TEXT SEGMENT =>
This project contains an example bash script that shows how Helix components could be monitored from a Nagios server. The plugin currently checks:
- if the P4D server is responding.
- if the P4D server license is about to expire.
- if the P4D disk space is low.
- if the number of running P4D processes is excessive.
- if replication is running (replica server only).
The return states are configurable so could be customised for other monitoring solutions as needed:
STATE_OK=0
STATE_WARNING=1
STATE_CRITICAL=2
check_helix_p4d_health
Usage:
check_helix_p4d_health -p <p4port> [options] [tests]
options: [-u <p4-user>] [-T <p4-ticket-file-name>] [-P <p4-password>]
[-t <p4trust-file>] [--tips] [--comment] [--version] [--help]
tests: [--all]
[--remoteonly]
[--licensecheck] [--licthreshold <expire-days-threshold>]
[--pidcheck] [--pidthreshold <running-p4-pid-threshold>]
[--p4monitorcheck] [--monthreshold <p4-processes-threshold>]
[--p4diskcheck] [--diskthreshold <disk-used-threshold>]
[--p4repcheck]
dependencies: The plugin relies on 'p4' being installed on the
machine executing the plugin.
Nagios plugins are required to only output one line of text. The '--tips'
flag can be used to display full error/status output and a helpful tip
to help find the cause or solve the problem.
The '-u' flag specifies the P4D user name. This user must be an 'operator'
user or must have 'super' access to the P4D server
The '-p' flag specifies the P4D hostname and port in the
format 'hostname:port'.
The '-t' flag specifies the location of the P4TRUST file for SSL
connections.
The '-T' flag specifies the location of the tickets file.
The '-P' flag explicitly sets the password to use. Note this may not be
secure and the use of 'p4 login' and a tickets file ('-T') on the server
provides better security.
If no tests are specified then only the P4D server online test is run.
Multiple test arguments can be supplied. Thresholds can be supplied
with specific tests or when using '--all' or '--remoteonly'.
The '--all' flag runs all tests.
The '--remoteonly' flag runs only remote tests using the p4 client. These
tests can be run from any machine with network access to the P4D server
(including the Nagios server).
The '--licensecheck' flag tests if the license file is nearing it's
expiry date. By default it checks for expiry within '30' days but this
can be overriden with the '--licthreshold' flag.
The '--p4diskcheck' flag checks for free disk space on the P4D drives using
the Perforce command 'p4 diskspace' and warns if the disks are over 95% used.
This value can be overriden by speciying a value between 0 and 99 using with
the '--diskthreshold' flag.
The '--pidcheck' flag counts the number of connected p4d processes using
'netstat' and warns if the are over 500 processes running. This value can
be overriden with the '--pidthreshold' flag. This test must be run on the
P4D server machine.
The '--p4monitorcheck' flag counts the number of commands in the
'p4 monitor' table and warns if there are over 500 running. This value can be
overriden with the '--monthreshold' flag.
The '--p4repcheck' flags (REPLICA ONLY) checks that replication is running.
The '--message' flag allows you to prepend an alert with a custom message.
Example output without '--tips':
CRITICAL: P4D server not responding!
Example output with '--tips':
CRITICAL: P4D server not responding!

RECORDS SUPPLIED =>

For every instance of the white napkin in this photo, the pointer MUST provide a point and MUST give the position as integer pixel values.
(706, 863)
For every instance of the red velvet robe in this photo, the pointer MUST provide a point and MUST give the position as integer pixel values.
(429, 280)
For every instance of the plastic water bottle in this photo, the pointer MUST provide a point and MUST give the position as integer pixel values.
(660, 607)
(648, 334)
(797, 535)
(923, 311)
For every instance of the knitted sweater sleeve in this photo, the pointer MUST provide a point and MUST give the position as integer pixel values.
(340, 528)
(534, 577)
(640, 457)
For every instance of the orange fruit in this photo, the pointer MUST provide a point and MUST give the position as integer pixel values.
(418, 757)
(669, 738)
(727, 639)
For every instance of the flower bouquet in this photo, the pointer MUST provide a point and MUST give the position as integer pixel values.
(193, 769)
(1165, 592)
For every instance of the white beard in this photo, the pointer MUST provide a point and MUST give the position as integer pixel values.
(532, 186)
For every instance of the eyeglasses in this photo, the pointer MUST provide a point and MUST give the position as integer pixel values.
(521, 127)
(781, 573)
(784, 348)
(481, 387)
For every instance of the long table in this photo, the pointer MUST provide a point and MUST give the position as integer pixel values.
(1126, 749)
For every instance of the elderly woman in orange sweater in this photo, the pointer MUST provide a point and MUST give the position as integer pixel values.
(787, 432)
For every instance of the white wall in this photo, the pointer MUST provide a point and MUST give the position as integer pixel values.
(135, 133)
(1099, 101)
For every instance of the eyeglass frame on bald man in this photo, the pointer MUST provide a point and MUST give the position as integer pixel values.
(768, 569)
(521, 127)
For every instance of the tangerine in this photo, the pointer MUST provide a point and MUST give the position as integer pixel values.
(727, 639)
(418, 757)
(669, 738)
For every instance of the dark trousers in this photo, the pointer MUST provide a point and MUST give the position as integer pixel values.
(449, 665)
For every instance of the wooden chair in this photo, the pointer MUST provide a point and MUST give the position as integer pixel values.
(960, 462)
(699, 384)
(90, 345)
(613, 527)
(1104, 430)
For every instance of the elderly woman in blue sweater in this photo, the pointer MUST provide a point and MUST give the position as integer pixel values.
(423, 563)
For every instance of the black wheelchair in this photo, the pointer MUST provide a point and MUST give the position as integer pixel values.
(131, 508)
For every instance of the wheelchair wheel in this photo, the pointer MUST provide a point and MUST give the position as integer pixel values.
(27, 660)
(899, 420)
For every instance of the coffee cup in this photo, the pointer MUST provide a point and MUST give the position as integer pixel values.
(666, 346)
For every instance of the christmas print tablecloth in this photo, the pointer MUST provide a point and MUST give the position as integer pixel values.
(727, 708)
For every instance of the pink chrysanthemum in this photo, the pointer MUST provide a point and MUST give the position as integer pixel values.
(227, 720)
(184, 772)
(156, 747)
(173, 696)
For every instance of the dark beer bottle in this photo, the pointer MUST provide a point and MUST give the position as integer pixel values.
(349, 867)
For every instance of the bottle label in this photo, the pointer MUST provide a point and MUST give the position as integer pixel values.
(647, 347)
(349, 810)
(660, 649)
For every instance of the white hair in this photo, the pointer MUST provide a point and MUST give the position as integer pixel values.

SET EXERCISE A => How would you shorten the paragraph of the Helix plugin text that begins "The '-P' flag explicitly sets" while keeping its main facts?
SET EXERCISE B => Can you give the part of the Helix plugin text starting at "The '--p4diskcheck' flag" and ending at "the '--monthreshold' flag." again, switching "Perforce" to "Helix Core"?

COMPLETE RESPONSE A => The '-P' flag sets the password directly, which may not be secure. Using 'p4 login' with a tickets file ('-T') on the server is more secure.

COMPLETE RESPONSE B =>
The '--p4diskcheck' flag checks for free disk space on the P4D drives using
the Helix Core command 'p4 diskspace' and warns if the disks are over 95% used.
This value can be overriden by speciying a value between 0 and 99 using with
the '--diskthreshold' flag.
The '--pidcheck' flag counts the number of connected p4d processes using
'netstat' and warns if the are over 500 processes running. This value can
be overriden with the '--pidthreshold' flag. This test must be run on the
P4D server machine.
The '--p4monitorcheck' flag counts the number of commands in the
'p4 monitor' table and warns if there are over 500 running. This value can be
overriden with the '--monthreshold' flag.